### WHAT TO DO
Write out all the lines of the records below as a numbered list, leaving out any blank lines.

### SUPPLIED DATA
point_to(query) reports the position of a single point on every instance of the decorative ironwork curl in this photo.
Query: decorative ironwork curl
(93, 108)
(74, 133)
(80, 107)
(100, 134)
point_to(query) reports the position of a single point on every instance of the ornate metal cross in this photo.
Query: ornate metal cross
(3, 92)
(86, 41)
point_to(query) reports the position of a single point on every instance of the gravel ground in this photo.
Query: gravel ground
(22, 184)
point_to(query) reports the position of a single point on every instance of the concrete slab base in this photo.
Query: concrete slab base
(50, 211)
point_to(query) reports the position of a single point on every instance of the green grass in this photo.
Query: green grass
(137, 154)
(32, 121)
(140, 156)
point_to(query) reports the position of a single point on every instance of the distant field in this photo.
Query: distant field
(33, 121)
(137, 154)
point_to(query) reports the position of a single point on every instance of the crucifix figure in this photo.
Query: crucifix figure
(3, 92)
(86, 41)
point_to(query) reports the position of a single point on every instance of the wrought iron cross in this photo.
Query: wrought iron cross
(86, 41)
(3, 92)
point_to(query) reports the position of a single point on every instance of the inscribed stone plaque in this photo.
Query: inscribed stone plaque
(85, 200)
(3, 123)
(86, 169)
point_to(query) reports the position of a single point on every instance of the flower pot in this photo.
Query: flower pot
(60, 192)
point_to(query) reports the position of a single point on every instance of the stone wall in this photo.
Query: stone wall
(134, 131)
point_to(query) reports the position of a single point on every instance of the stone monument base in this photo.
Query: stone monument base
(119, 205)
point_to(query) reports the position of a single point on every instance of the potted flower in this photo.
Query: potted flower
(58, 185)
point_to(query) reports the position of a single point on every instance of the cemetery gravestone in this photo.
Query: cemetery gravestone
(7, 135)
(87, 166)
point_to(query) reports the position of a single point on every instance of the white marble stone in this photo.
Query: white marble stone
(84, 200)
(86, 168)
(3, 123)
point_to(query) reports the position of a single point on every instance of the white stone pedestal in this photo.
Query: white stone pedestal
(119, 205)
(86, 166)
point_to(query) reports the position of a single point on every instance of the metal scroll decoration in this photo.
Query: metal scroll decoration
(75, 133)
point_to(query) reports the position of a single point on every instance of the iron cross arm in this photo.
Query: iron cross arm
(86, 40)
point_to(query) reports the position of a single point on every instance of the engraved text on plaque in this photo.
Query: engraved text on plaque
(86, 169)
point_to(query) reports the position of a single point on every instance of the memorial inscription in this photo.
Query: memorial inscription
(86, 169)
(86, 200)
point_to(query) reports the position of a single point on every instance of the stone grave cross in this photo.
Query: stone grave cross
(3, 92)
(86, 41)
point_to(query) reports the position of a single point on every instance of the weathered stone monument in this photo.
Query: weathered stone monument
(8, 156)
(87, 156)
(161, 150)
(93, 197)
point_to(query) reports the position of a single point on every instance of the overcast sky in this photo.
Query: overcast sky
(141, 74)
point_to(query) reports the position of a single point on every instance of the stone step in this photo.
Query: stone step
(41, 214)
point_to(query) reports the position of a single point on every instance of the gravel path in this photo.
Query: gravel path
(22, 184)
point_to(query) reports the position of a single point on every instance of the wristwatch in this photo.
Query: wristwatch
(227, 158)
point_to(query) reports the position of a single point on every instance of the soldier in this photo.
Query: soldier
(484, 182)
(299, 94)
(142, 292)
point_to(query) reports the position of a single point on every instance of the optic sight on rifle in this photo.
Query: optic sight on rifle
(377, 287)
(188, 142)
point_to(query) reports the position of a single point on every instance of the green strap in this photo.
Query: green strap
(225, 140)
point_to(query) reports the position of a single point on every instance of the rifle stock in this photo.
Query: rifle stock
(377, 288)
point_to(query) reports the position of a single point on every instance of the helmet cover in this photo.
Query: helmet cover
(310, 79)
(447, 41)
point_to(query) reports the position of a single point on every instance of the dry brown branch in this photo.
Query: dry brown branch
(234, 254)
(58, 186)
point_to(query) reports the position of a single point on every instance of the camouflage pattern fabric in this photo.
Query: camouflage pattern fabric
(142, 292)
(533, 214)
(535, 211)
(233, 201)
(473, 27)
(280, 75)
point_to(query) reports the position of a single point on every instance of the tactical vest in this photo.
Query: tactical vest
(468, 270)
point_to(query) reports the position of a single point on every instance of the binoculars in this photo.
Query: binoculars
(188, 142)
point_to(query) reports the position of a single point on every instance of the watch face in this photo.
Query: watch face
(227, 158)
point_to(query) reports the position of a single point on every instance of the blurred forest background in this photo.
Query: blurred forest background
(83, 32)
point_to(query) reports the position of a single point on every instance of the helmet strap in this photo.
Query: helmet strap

### COMPLETE RESPONSE
1. point_to(query) reports the position of a single point on every instance of the decorative ironwork curl in this photo.
2. Query: decorative ironwork curl
3. (93, 108)
4. (74, 133)
5. (80, 107)
6. (100, 134)
7. point_to(query) reports the position of a single point on every instance of the ornate metal cross in this photo.
8. Query: ornate metal cross
9. (3, 92)
10. (86, 41)
11. point_to(query) reports the position of a single point on every instance of the gravel ground in this photo.
12. Query: gravel ground
13. (22, 184)
14. point_to(query) reports the position of a single point on every instance of the concrete slab base in this photo.
15. Query: concrete slab base
16. (50, 211)
17. point_to(query) reports the position of a single point on every instance of the green grass in this photo.
18. Query: green grass
19. (137, 154)
20. (32, 121)
21. (140, 156)
22. point_to(query) reports the position of a single point on every instance of the distant field in this photo.
23. Query: distant field
24. (33, 121)
25. (137, 154)
26. point_to(query) reports the position of a single point on every instance of the crucifix figure in this photo.
27. Query: crucifix figure
28. (3, 92)
29. (86, 41)
30. point_to(query) reports the position of a single point on every instance of the wrought iron cross in this photo.
31. Query: wrought iron cross
32. (86, 41)
33. (3, 92)
34. point_to(query) reports the position of a single point on every instance of the inscribed stone plaque in this photo.
35. Query: inscribed stone plaque
36. (85, 200)
37. (3, 123)
38. (86, 169)
39. point_to(query) reports the position of a single point on every instance of the flower pot in this photo.
40. Query: flower pot
41. (60, 192)
42. point_to(query) reports the position of a single point on every instance of the stone wall in this photo.
43. Query: stone wall
44. (134, 131)
45. point_to(query) reports the position of a single point on every instance of the stone monument base in this photo.
46. Query: stone monument base
47. (119, 205)
48. point_to(query) reports the position of a single point on every instance of the potted flower in this photo.
49. Query: potted flower
50. (58, 185)
51. point_to(query) reports the position of a single point on every instance of the cemetery gravestone in this photo.
52. Query: cemetery gravestone
53. (7, 135)
54. (87, 166)
55. point_to(query) reports the position of a single point on every instance of the white marble stone in this photo.
56. Query: white marble stone
57. (84, 200)
58. (86, 168)
59. (3, 123)
60. point_to(query) reports the position of a single point on every instance of the white stone pedestal in this photo.
61. Query: white stone pedestal
62. (119, 205)
63. (86, 166)
64. point_to(query) reports the position of a single point on every instance of the metal scroll decoration in this photo.
65. Query: metal scroll decoration
66. (75, 133)
67. point_to(query) reports the position of a single point on every instance of the iron cross arm in this photo.
68. Query: iron cross arm
69. (86, 40)
70. point_to(query) reports the position of a single point on every instance of the engraved text on plaque in this photo.
71. Query: engraved text on plaque
72. (86, 169)
73. point_to(query) reports the position of a single point on every instance of the memorial inscription in this photo.
74. Query: memorial inscription
75. (86, 169)
76. (86, 200)
77. point_to(query) reports the position of a single point on every instance of the stone grave cross in this photo.
78. Query: stone grave cross
79. (3, 92)
80. (86, 41)
81. point_to(query) reports the position of a single point on every instance of the weathered stone monument in this photo.
82. Query: weathered stone monument
83. (8, 156)
84. (87, 156)
85. (161, 150)
86. (93, 197)
87. point_to(query) reports the position of a single point on every instance of the overcast sky in this photo.
88. Query: overcast sky
89. (141, 74)
90. point_to(query) reports the position of a single point on every instance of the stone step in this photo.
91. Query: stone step
92. (41, 214)
93. point_to(query) reports the position of a single point on every instance of the gravel path in this photo.
94. Query: gravel path
95. (22, 184)
96. point_to(query) reports the position of a single point on every instance of the wristwatch in this photo.
97. Query: wristwatch
98. (227, 158)
99. point_to(query) reports the position of a single point on every instance of the soldier in this photo.
100. Query: soldier
101. (484, 182)
102. (299, 94)
103. (142, 292)
104. point_to(query) reports the position of a single point on every instance of the optic sight on rifle in this photo.
105. Query: optic sight on rifle
106. (377, 287)
107. (188, 142)
108. point_to(query) reports the position of a single point on every instance of the green strap in this photo.
109. Query: green strap
110. (225, 140)
111. point_to(query) reports the position of a single point on every instance of the rifle stock in this photo.
112. Query: rifle stock
113. (377, 288)
114. point_to(query) reports the position of a single point on every instance of the helmet cover in this photo.
115. Query: helmet cover
116. (310, 79)
117. (447, 41)
118. point_to(query) reports the position of a single point on every instance of the dry brown branch in this photo.
119. Query: dry brown branch
120. (234, 254)
121. (58, 186)
122. point_to(query) reports the position of a single point on every instance of the camouflage pattern fabric in this photo.
123. Query: camouflage pattern fabric
124. (142, 292)
125. (533, 214)
126. (535, 211)
127. (233, 201)
128. (473, 27)
129. (280, 75)
130. point_to(query) reports the position of a single point on every instance of the tactical vest in this photo.
131. Query: tactical vest
132. (468, 270)
133. point_to(query) reports the position of a single point on every instance of the binoculars in this photo.
134. Query: binoculars
135. (188, 142)
136. point_to(query) reports the position of a single point on every instance of the watch face in this photo.
137. Query: watch face
138. (227, 158)
139. point_to(query) reports the position of a single point on every instance of the blurred forest background in this photo.
140. Query: blurred forest background
141. (83, 32)
142. point_to(query) reports the position of a single point on every instance of the helmet strap in this photo.
143. Query: helmet strap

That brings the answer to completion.